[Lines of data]
============================================================

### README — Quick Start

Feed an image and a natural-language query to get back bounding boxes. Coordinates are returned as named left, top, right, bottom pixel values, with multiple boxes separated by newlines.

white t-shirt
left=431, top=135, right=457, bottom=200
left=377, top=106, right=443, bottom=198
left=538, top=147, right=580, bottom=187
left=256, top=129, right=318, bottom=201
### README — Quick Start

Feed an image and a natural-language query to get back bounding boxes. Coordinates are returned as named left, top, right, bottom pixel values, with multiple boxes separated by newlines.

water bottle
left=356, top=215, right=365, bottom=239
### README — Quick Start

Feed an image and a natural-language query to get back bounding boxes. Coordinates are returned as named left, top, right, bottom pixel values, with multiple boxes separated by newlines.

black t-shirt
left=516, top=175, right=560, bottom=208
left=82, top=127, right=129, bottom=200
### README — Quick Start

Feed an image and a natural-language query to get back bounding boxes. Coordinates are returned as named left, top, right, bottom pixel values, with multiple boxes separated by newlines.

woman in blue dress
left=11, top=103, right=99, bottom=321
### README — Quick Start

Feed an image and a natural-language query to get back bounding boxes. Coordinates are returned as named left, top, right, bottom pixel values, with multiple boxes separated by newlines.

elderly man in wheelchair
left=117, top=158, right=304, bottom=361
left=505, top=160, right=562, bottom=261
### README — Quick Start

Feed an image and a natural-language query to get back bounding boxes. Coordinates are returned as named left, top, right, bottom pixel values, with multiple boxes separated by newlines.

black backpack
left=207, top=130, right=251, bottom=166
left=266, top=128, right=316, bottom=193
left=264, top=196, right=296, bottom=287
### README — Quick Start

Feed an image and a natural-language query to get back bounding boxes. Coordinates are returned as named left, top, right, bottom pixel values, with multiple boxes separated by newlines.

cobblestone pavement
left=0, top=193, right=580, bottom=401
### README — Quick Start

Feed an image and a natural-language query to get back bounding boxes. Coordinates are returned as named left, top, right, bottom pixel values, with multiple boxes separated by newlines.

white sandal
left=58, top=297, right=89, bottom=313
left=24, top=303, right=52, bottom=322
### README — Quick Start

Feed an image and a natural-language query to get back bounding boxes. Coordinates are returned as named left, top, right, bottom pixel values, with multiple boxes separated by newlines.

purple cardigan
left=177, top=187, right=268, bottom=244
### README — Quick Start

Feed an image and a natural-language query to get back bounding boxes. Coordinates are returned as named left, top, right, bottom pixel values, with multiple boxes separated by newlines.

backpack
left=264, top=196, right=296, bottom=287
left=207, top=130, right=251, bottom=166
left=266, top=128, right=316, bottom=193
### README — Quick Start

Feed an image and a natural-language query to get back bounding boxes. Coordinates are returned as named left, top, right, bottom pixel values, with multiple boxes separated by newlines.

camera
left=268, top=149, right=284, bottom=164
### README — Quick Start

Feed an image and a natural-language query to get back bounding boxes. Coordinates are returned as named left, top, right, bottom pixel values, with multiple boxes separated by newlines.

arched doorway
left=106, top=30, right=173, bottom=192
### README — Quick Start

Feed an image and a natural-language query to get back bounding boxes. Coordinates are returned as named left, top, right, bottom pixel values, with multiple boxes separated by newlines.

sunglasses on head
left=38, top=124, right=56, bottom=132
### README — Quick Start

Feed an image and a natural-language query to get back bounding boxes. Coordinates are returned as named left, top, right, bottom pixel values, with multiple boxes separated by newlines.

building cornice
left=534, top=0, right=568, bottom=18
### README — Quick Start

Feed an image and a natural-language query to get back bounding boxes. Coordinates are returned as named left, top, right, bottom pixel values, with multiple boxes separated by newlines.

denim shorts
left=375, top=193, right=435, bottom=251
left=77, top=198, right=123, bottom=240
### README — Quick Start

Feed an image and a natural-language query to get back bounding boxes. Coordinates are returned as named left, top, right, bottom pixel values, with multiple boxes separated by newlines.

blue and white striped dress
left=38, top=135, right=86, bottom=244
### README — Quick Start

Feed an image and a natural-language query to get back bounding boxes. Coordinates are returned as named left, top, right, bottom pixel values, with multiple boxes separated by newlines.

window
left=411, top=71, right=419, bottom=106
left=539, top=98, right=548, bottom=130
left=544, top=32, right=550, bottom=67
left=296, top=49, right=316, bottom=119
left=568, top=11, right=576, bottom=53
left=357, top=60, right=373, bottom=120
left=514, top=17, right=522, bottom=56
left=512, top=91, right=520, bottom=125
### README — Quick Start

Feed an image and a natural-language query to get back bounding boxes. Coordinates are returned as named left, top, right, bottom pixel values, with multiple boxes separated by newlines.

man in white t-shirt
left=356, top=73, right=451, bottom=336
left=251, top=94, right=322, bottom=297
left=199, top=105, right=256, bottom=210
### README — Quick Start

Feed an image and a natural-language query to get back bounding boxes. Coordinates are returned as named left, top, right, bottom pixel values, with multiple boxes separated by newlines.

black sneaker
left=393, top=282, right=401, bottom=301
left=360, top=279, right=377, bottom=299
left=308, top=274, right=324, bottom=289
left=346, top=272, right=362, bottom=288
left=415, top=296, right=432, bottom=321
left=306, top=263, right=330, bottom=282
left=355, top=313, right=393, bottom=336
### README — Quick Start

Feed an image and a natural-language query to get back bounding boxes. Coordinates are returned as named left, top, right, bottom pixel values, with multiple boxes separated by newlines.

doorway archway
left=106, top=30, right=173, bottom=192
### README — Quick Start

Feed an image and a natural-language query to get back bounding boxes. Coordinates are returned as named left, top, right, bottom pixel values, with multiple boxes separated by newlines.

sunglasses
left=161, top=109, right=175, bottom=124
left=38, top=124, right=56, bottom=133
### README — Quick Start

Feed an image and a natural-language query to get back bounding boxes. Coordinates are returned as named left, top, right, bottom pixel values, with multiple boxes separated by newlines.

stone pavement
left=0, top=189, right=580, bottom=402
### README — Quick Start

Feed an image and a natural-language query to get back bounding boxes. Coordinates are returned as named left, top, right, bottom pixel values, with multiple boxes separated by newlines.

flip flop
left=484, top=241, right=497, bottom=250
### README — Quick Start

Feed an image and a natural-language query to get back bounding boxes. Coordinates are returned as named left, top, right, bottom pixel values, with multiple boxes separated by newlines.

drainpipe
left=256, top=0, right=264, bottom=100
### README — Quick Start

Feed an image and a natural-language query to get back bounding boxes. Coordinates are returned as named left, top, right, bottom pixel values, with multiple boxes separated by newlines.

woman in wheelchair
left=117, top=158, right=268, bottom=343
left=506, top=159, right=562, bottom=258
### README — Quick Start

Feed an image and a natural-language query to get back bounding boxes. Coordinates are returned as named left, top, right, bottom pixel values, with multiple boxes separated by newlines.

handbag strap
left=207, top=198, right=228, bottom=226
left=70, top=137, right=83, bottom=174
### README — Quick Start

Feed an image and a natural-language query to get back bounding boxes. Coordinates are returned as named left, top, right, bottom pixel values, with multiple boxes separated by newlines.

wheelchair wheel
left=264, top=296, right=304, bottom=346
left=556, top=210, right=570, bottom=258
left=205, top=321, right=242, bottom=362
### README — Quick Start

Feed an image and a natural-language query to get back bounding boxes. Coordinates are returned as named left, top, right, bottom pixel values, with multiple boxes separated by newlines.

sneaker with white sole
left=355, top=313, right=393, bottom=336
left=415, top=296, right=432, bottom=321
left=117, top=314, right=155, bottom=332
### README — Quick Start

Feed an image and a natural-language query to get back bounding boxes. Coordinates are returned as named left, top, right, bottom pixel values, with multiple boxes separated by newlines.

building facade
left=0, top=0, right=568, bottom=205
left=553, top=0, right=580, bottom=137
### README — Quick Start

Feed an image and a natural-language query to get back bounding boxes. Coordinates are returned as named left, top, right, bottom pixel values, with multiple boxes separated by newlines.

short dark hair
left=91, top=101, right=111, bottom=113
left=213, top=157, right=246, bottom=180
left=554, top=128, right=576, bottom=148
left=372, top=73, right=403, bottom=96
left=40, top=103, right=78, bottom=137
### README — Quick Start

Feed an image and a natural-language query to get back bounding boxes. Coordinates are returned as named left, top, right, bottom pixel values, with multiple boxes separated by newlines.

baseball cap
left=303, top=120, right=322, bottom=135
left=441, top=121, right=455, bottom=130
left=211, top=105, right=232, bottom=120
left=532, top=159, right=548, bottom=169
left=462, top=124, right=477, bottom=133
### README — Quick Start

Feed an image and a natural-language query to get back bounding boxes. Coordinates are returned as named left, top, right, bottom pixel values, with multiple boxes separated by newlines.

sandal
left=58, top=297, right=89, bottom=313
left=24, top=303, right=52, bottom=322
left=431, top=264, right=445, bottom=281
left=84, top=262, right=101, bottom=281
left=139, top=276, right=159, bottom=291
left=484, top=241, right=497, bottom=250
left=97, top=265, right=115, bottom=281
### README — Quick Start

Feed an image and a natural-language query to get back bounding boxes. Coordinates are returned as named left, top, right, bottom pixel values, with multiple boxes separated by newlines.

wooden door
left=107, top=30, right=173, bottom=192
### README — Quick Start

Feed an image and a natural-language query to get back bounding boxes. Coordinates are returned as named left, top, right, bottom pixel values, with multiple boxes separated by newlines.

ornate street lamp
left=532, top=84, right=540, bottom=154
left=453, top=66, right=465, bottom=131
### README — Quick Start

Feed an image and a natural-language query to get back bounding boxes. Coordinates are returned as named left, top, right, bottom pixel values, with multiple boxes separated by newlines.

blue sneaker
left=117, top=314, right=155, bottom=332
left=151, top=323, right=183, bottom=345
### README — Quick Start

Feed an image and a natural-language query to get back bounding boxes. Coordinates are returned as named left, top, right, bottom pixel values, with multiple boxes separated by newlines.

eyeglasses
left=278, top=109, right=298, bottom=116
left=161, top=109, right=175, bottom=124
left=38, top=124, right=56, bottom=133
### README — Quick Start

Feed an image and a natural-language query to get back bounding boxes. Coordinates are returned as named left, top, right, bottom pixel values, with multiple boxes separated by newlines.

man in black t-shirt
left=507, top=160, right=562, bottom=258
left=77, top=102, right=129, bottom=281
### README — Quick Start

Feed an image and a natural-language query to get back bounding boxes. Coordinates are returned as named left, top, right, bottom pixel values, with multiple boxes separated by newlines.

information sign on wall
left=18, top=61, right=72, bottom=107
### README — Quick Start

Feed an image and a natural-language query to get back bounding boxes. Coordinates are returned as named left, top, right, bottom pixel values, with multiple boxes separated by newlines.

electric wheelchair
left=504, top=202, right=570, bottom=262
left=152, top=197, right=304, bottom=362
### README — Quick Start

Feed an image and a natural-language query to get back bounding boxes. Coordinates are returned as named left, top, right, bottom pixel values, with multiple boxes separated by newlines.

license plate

============================================================

--- Goal ---
Locate each line in the material above that contains the word "pavement", and copy every such line in full. The match is case-sensitive.

--- Exercise response ---
cobblestone pavement
stone pavement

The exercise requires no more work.